→ **EXERCISE INSTRUCTIONS**: List every line of the data below that contains the string "white". Case counts.

→ **DATA SHOWN**:
------------

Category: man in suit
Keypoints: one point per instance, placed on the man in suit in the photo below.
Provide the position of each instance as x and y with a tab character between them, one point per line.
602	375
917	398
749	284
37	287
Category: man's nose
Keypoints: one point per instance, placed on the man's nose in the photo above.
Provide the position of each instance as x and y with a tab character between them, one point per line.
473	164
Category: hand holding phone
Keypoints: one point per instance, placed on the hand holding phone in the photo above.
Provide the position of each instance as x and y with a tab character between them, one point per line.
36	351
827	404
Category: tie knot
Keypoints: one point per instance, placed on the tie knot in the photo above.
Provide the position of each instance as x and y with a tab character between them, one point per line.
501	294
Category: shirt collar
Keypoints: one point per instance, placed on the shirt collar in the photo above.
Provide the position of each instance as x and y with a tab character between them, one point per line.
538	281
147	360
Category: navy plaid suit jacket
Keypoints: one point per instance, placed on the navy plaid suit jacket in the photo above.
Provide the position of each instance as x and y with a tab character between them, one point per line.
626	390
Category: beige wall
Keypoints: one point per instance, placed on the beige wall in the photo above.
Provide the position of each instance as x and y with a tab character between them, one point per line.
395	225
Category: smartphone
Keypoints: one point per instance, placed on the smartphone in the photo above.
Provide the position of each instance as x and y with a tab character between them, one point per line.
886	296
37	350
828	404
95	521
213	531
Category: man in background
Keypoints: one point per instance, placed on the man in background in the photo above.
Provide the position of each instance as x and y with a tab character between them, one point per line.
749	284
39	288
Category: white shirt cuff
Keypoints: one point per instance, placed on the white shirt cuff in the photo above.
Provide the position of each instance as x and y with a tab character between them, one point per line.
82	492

------------

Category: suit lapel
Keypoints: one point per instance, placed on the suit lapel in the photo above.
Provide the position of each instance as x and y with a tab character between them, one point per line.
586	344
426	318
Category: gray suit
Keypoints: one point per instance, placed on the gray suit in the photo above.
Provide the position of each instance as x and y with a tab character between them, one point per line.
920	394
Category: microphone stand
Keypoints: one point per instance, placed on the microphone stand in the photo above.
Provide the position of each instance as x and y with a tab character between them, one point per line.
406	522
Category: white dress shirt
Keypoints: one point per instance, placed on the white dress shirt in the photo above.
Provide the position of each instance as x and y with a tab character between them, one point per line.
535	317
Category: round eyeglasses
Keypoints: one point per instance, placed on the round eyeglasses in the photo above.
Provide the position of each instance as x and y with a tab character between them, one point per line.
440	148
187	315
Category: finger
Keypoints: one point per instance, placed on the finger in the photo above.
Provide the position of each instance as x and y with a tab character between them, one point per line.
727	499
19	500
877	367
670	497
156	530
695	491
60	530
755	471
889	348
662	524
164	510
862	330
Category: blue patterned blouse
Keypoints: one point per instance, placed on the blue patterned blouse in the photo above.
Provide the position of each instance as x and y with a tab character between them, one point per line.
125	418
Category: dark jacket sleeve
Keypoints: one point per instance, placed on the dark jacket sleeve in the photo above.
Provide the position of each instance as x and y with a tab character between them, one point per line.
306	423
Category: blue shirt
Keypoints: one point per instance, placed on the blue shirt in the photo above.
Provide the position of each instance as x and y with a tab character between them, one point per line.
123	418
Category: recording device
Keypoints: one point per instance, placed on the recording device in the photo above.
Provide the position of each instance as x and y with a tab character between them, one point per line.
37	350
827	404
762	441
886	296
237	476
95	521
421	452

------------

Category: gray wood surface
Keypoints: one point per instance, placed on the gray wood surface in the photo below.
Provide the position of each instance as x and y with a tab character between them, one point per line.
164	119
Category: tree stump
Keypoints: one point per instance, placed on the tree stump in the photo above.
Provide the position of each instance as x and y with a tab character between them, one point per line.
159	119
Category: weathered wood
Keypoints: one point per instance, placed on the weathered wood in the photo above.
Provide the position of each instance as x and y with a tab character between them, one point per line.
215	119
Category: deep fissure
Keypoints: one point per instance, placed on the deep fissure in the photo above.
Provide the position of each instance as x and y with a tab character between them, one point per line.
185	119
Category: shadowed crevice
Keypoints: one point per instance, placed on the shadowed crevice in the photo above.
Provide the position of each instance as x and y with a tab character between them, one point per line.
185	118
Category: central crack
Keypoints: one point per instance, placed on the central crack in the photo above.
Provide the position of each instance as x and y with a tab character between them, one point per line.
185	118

------------

→ **EXERCISE RESULT**:
Category: white shirt cuff
Keypoints: one point per instance, placed on the white shirt cuff in the photo above.
Category: white dress shirt
Keypoints: one point per instance, placed on the white dress shirt in the photo above.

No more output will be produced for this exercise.